TEXT EXTRACT
[OpenJDK Rasterizer] Fwd: Re: Fwd: RFR: Marlin renderer #3

Tue Aug 25 20:39:49 UTC 2015

If you'll give me a few minutes, I'll synch the repo before this goes in...

			...jim

On 8/24/15 3:08 PM, Jim Graham wrote:
> Hi Laurent,
>
> I'm feeling much better this week (and can even start typing with my bad
> hand in short spurts now), so I'll hopefully be more on the ball now.
>
> Short version - looks good to go, consider the following input at your
> own discretion and go ahead and push.
>
> Reviewing s3.4:
>
> On 8/17/15 2:34 PM, Laurent Bourgès wrote:
>> Changes:
>> - Renderer: remove unused D_ERR_STEP_MAX and 0x1 replaced by 1 for
>> readability
>
> Renderer, line 319 - it makes sense to me that the scale changes would
> be based off of the same metric.  Basically the constraint is keeping
> the speed (dxy) between INC and DEC bounds.  I'll admit, though, that I
> haven't been through the actual derivations of the math here, but I
> thought I'd give my 2 cents on your comment there.

RECORDS FOR PROCESSING
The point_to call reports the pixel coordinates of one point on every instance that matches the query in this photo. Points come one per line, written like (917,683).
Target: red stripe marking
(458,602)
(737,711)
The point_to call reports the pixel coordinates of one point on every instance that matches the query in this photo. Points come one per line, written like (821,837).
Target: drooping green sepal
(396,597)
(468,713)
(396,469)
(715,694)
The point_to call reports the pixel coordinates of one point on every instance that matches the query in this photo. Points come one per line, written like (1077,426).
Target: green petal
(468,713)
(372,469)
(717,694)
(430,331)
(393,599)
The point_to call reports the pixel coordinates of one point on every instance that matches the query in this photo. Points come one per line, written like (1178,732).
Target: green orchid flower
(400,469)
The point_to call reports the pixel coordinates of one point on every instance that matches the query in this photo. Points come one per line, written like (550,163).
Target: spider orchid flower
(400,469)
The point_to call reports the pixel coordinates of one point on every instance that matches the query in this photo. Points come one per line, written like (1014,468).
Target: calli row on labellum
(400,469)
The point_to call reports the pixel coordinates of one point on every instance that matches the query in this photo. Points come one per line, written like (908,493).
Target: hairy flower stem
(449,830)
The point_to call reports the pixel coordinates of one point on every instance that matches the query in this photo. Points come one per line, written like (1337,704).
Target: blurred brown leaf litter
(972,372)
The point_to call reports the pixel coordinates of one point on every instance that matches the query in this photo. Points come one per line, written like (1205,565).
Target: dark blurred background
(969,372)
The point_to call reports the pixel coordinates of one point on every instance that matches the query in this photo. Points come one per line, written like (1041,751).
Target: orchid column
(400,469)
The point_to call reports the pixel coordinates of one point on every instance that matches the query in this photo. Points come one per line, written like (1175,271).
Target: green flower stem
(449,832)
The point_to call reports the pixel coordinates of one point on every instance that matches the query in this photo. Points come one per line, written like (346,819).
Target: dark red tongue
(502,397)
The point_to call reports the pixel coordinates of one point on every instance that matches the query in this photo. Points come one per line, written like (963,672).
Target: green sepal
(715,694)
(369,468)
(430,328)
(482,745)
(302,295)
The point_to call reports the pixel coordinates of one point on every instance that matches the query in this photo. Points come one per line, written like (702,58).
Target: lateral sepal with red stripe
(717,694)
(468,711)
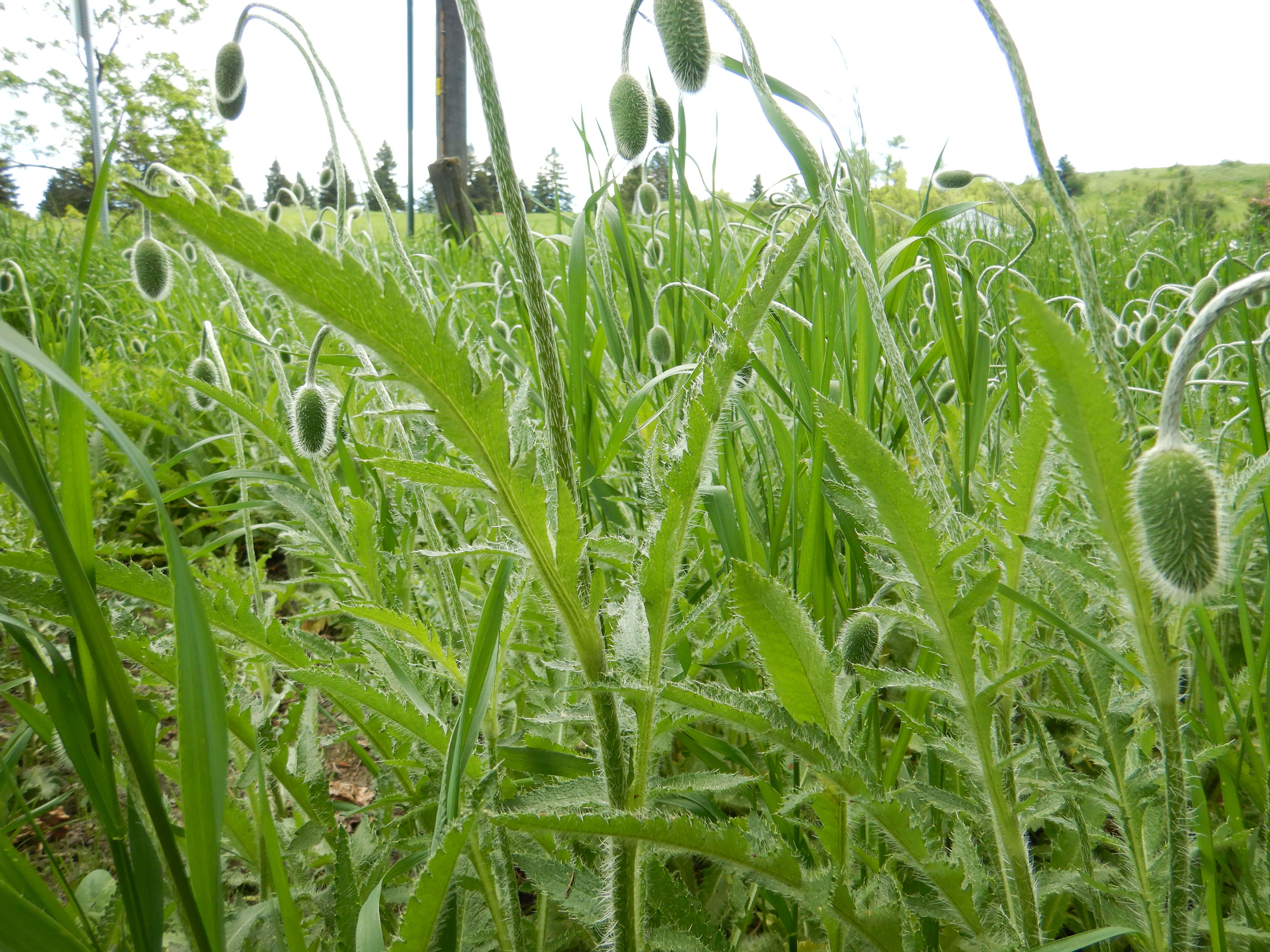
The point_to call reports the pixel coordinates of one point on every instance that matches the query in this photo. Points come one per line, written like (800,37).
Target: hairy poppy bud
(648,199)
(202,369)
(953,178)
(230,77)
(682,27)
(661,348)
(313,428)
(663,121)
(233,108)
(1178,510)
(628,111)
(152,270)
(1202,294)
(859,640)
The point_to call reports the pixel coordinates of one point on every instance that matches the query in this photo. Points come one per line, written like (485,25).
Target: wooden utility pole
(449,173)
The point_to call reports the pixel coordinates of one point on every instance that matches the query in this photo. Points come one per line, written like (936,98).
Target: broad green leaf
(430,892)
(793,656)
(727,843)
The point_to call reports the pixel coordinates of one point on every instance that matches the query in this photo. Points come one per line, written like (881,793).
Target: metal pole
(84,28)
(410,118)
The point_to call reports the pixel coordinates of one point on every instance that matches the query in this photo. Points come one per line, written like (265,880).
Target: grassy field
(826,579)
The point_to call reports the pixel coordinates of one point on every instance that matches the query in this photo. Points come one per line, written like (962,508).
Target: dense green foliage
(693,579)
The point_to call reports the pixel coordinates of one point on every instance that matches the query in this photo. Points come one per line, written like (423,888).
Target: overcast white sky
(1118,83)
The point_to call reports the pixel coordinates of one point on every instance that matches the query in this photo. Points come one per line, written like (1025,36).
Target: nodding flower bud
(1171,339)
(661,348)
(230,77)
(859,640)
(233,108)
(628,111)
(202,370)
(663,121)
(648,199)
(1177,497)
(653,252)
(313,426)
(1202,294)
(682,27)
(953,178)
(152,270)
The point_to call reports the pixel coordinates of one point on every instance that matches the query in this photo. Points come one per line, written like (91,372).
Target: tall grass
(576,621)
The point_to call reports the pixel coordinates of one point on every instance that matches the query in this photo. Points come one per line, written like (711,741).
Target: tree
(310,200)
(385,181)
(274,183)
(1072,181)
(550,188)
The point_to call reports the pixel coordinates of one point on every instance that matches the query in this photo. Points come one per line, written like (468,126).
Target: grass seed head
(1202,294)
(859,640)
(648,199)
(628,111)
(313,426)
(1179,516)
(233,108)
(682,27)
(202,369)
(953,178)
(663,121)
(230,75)
(152,270)
(661,348)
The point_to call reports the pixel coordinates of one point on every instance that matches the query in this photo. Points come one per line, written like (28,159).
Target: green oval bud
(152,270)
(1178,511)
(230,75)
(647,199)
(233,108)
(628,111)
(661,348)
(1171,339)
(860,640)
(313,428)
(682,27)
(953,178)
(1202,294)
(653,252)
(663,121)
(202,369)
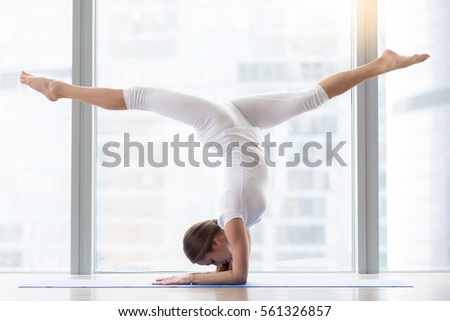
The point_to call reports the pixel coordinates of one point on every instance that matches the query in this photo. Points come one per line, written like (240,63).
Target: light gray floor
(426,287)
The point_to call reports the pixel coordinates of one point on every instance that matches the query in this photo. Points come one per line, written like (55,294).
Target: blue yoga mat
(144,283)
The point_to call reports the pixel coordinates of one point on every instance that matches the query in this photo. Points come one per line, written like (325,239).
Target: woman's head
(199,238)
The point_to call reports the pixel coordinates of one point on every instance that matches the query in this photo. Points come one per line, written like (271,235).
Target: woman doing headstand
(245,193)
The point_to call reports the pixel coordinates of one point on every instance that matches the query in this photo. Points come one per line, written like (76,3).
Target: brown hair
(198,239)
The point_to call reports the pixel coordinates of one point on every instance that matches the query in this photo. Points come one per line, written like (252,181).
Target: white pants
(209,118)
(245,191)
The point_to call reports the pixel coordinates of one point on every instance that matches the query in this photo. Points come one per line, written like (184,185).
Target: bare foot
(391,60)
(47,87)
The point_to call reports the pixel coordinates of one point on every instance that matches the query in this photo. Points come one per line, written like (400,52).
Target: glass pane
(222,49)
(35,137)
(414,138)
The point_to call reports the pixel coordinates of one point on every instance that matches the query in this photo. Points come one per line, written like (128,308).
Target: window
(35,138)
(414,139)
(221,49)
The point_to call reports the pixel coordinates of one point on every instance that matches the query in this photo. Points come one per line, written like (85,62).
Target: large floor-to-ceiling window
(35,138)
(222,49)
(414,139)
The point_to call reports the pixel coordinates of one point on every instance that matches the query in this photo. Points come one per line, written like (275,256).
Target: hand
(174,280)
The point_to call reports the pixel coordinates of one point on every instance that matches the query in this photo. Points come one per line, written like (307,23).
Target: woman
(246,189)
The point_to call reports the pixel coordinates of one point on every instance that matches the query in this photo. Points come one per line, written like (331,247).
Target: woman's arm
(238,239)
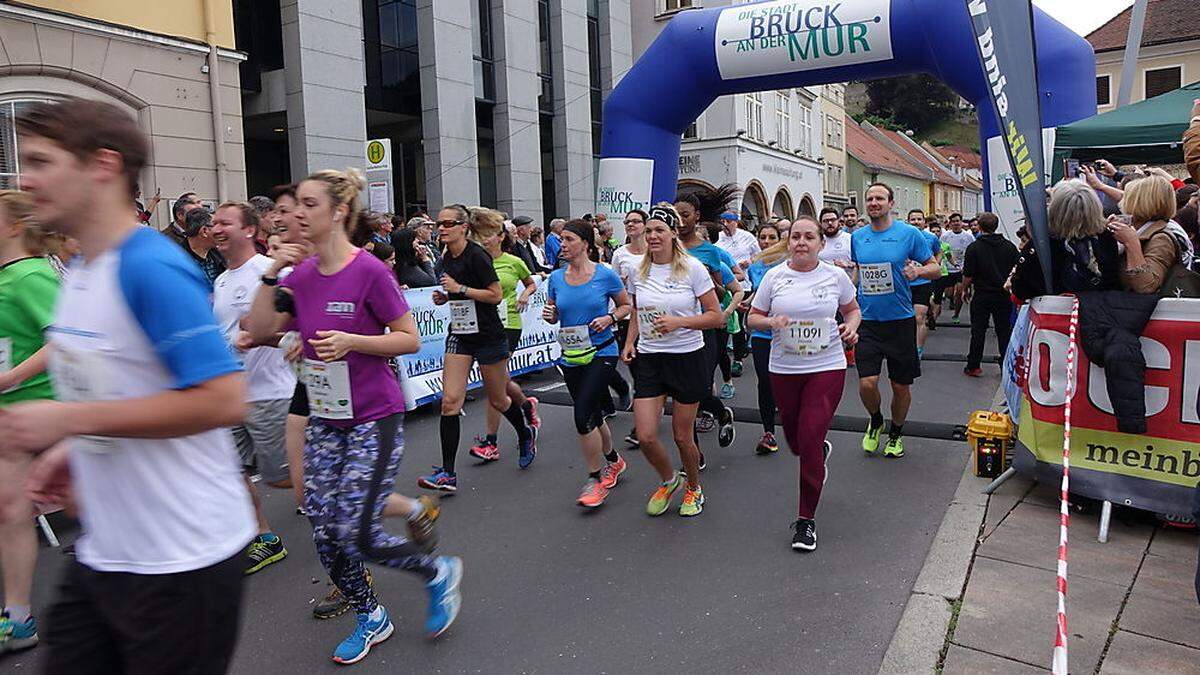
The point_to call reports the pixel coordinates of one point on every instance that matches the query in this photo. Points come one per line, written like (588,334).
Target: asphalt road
(550,587)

PROBLEMS TO WORK ON
A. Repeat the passage of the Marlin review message starting with "If you'll give" and going on through "ahead and push.", swapping "repo" for "repository".
B. Count the lines of the listing that contain the string "flower", and give only that number.
The listing bears no relation to the Marlin review message.

ANSWERS BY TASK
A.
If you'll give me a few minutes, I'll synch the repository before this goes in...

			...jim

On 8/24/15 3:08 PM, Jim Graham wrote:
> Hi Laurent,
>
> I'm feeling much better this week (and can even start typing with my bad
> hand in short spurts now), so I'll hopefully be more on the ball now.
>
> Short version - looks good to go, consider the following input at your
> own discretion and go ahead and push.

B. 5